Graduation Thoughts

I’m sincerely going to miss graduation tonight. Except for two years ago when my husband and I went on an anniversary to NYC, I’ve been to nearly three decades of them. I can’t state an exact number because in the early years, faculty attendance wasn’t required. As time went by, however, the event became bigger and of greater importance.  That was okay by me because I enjoyed the pomp and circumstance and the excitement of the graduates and their families.

The sure knowledge that I would have a full life without attending graduation was one of the factors that let me know it was time to retire. There were others that I don’t have the time or inclination to recount tonight. Suffice it to say that there were several. Okay, here’s just one. My daughter Carrie was expecting her fifth child, and teaching on a full-time basis would prohibit me from jumping in the car and driving the three hours to her house just because.

My  husband and I have often talked about how a person needs to know when to hold them and when to fold them, and last year when I took off my cap and gown, I know that it was time to fold them. So off we went to Myrtle Beach and had a midnight breakfast at a Waffle House. I still remember the young man working there that night. From Virginia, he shared some of his life story with us, and I gave him the big pep talk about getting an education.

This year we’re in Helen, GA getting ready to go out to dinner. It’s probably going to be German cuisine instead of waffles and bacon. We’ll be walking down the streets of Helen trying to find just the right restaurant about the time my friends and colleagues are sitting in their hot robes witnessing the accomplishments of their students and enjoying the ambience of the evening. I’ll be there in spirit (whatever that means exactly).

As my friend Martha said on facebook earlier today, lots of young people have overcome many odds to walk across that stage tonight. So have many older ones! To quote Martha, “Blessings rain on  them!”

Three Graduates

Three of the men in my life are recent graduates, one from 4-year-old preschool, one from high school, and one from college. As I watched my little grandson Braden march across the stage in his blue cap and gown last night, I couldn’t help but think that that was just the first of many rites of passage he will experience. I also thought about how even though he was graduating, he was also participating in a commencement ceremony; he’s just beginning his educational experiences.

## RECORD EXTRACTS

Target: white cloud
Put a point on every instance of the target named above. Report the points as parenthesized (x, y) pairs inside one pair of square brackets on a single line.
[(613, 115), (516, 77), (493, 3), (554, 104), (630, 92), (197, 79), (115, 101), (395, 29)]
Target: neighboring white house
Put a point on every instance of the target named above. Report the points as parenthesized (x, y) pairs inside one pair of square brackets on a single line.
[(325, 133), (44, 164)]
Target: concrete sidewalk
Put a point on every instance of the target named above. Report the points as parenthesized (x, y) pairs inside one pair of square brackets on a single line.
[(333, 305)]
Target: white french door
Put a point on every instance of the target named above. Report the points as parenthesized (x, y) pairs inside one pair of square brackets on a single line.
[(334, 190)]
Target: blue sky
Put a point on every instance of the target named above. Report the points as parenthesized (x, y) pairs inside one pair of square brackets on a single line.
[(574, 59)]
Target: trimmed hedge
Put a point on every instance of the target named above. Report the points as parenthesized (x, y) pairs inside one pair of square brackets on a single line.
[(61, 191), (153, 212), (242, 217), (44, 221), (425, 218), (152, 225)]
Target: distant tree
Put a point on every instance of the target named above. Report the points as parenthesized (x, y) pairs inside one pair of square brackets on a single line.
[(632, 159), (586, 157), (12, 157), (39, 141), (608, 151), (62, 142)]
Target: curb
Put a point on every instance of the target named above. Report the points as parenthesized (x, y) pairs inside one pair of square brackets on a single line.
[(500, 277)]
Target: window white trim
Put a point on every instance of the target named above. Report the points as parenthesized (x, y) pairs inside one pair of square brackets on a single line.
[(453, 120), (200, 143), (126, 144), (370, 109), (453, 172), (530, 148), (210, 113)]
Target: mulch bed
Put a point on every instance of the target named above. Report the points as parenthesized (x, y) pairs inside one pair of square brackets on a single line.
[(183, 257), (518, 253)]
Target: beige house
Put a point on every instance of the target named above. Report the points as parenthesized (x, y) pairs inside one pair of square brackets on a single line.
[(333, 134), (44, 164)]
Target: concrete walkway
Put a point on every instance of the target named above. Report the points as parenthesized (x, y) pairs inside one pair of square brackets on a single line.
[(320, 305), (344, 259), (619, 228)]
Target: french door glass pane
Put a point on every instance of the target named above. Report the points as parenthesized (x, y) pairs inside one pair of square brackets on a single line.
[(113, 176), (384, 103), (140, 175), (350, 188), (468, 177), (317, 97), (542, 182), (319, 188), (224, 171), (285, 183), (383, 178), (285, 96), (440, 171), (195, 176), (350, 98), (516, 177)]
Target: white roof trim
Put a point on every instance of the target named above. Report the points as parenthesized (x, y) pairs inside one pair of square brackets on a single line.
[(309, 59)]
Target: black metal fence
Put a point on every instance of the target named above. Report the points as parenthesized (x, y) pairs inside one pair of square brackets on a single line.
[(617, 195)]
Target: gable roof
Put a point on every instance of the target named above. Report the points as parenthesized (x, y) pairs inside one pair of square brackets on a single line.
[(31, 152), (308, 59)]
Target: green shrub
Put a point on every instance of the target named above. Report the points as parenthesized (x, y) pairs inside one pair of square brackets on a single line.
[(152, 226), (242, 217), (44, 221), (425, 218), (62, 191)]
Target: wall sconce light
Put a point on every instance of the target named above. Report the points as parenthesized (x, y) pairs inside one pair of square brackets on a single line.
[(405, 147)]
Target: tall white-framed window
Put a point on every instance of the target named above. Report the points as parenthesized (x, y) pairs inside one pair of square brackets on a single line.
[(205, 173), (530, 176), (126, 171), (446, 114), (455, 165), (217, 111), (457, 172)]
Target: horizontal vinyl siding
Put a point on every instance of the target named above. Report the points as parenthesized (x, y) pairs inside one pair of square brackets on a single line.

## STATED GOAL
Please rewrite the graduation text between "My  husband and" and "that means exactly).", inclusive, changing "German cuisine" to "Italian cuisine".

## SOLVED EXERCISE
My  husband and I have often talked about how a person needs to know when to hold them and when to fold them, and last year when I took off my cap and gown, I know that it was time to fold them. So off we went to Myrtle Beach and had a midnight breakfast at a Waffle House. I still remember the young man working there that night. From Virginia, he shared some of his life story with us, and I gave him the big pep talk about getting an education.

This year we’re in Helen, GA getting ready to go out to dinner. It’s probably going to be Italian cuisine instead of waffles and bacon. We’ll be walking down the streets of Helen trying to find just the right restaurant about the time my friends and colleagues are sitting in their hot robes witnessing the accomplishments of their students and enjoying the ambience of the evening. I’ll be there in spirit (whatever that means exactly).